YOUR GOAL
Repeat, exactly and completely, the entries shown underneath.

LISTED ENTRIES
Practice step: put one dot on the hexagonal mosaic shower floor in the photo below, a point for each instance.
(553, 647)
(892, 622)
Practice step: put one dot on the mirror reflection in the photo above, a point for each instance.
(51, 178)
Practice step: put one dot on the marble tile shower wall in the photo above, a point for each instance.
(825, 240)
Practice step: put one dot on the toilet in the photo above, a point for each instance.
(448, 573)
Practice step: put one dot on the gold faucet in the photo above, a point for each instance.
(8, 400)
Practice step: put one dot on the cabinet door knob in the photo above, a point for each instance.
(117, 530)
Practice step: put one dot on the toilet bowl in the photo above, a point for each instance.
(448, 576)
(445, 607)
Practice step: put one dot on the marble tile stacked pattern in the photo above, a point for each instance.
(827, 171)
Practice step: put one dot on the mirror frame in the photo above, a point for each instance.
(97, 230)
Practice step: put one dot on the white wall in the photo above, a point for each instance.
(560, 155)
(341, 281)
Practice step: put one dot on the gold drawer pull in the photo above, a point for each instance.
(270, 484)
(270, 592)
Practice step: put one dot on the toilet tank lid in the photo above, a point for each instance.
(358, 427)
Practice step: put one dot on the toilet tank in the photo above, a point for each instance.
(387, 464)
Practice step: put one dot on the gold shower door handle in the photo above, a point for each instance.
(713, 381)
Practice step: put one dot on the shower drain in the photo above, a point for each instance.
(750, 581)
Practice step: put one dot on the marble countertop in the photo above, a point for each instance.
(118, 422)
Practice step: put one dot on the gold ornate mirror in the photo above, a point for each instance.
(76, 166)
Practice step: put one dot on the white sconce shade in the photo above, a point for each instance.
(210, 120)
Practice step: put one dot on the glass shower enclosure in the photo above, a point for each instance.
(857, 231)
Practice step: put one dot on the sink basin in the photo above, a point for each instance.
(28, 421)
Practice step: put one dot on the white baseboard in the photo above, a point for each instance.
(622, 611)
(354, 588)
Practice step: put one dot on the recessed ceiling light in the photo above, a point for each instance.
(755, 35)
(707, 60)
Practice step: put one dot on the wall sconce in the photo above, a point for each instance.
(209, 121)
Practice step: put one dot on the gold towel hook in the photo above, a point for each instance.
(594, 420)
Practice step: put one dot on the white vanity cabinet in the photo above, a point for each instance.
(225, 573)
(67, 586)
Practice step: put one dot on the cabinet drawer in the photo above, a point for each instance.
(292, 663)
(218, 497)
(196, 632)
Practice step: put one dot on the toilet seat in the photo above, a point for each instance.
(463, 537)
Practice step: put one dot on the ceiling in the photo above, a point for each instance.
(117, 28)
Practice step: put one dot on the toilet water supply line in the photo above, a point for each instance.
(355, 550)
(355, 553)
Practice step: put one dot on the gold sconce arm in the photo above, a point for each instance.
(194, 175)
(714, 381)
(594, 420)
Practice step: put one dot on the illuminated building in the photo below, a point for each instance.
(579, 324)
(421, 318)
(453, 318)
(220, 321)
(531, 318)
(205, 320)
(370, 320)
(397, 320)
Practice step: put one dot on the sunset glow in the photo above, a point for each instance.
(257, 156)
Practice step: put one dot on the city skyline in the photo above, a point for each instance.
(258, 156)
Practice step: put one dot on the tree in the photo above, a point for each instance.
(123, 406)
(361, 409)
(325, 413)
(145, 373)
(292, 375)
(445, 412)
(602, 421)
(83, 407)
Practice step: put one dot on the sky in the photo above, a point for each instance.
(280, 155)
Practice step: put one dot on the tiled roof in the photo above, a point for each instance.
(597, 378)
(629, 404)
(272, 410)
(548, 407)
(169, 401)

YOUR RESPONSE
Practice step: put one dot on the hexagonal mosaic shower floor in the photo below, a point for each instance.
(553, 647)
(892, 622)
Practice step: put one dot on the mirror reflection in the photo above, a point for each instance.
(51, 178)
Practice step: put one dot on the marble tile shower wall in the photo above, a point for each instance.
(825, 240)
Practice step: put one dot on the toilet in the photo above, a point for each instance.
(448, 573)
Practice step: put one dot on the gold faucet in the photo above, a point for each instance.
(8, 400)
Practice step: put one dot on the cabinet door knob in the photo above, a point for each instance.
(117, 530)
Practice step: put one dot on the toilet bowl in the photo above, a point for each instance.
(448, 576)
(445, 607)
Practice step: put one dot on the marble tile stacked pattern in the photo above, a point for each instance.
(827, 171)
Practice step: put one dot on the mirror frame in the photo above, a point for each instance.
(97, 230)
Practice step: put one dot on the white wall in the photo above, a point for each instance.
(560, 155)
(341, 281)
Practice step: put one dot on the gold drawer pull in the photo above, a point for each instance.
(270, 484)
(270, 592)
Practice step: put one dot on the toilet tank lid in the photo above, a point for each instance.
(358, 427)
Practice step: put one dot on the toilet tank in the photo above, a point for each instance.
(387, 464)
Practice step: put one dot on the gold shower door handle in the photo above, a point for each instance.
(713, 381)
Practice step: put one dot on the shower drain in the photo above, a point for each instance.
(750, 581)
Practice step: put one dot on the marble countertop in the photo above, a point for each instance.
(118, 422)
Practice step: put one dot on the gold ornate mirror in the photo above, a point for each instance.
(76, 166)
Practice step: put one dot on the white sconce shade in the photo above, a point for each instance.
(210, 120)
Practice step: put one dot on the glass shower enclosure in the photo above, a point for each instance.
(857, 231)
Practice step: put one dot on the sink basin in the photo above, a point for each instance.
(28, 421)
Practice step: put one dot on the white baseboard in the photo above, a point for each instance.
(622, 611)
(354, 588)
Practice step: put one dot on the recessed ceiling light in the photo above, a point for each instance.
(755, 35)
(707, 60)
Practice step: put one dot on the wall sconce in the photo above, a point for each instance.
(209, 121)
Practice step: put one dot on the gold towel hook in the photo above, a point for each instance.
(594, 420)
Practice step: put one dot on the white vanity cabinet in the photo above, a point for each instance.
(225, 573)
(67, 586)
Practice step: put one dot on the cabinet drawer in the photo above, a point for each instance.
(292, 663)
(218, 497)
(196, 632)
Practice step: put one dot on the toilet seat in the photo above, a point for each instance.
(463, 537)
Practice step: put one dot on the ceiling in the photo above, a point for each instance.
(117, 28)
Practice step: put one dot on the toilet water supply line in the photo above, a point for each instance.
(355, 550)
(355, 553)
Practice step: put one dot on the gold sconce arm in the photo above, a point for each instance.
(194, 175)
(714, 381)
(594, 420)
Practice step: put one dot on the illuminated building in the photo below, a point for each instance.
(579, 324)
(421, 318)
(453, 318)
(220, 321)
(531, 318)
(205, 320)
(370, 320)
(397, 320)
Practice step: put one dot on the sunset glow in the photo above, a point for each instance.
(257, 156)
Practice step: put one dot on the city skyline in the photo above, a point for each instance.
(258, 156)
Practice step: put one dot on the tree in the photo above, a point for each instance.
(123, 406)
(361, 409)
(325, 413)
(145, 373)
(292, 375)
(445, 412)
(602, 421)
(83, 407)
Practice step: put one dot on the sky in the photo above, a point for each instance.
(280, 155)
Practice step: put one dot on the tiled roof in the photo above, a point for each instance.
(597, 378)
(629, 404)
(272, 410)
(548, 407)
(169, 401)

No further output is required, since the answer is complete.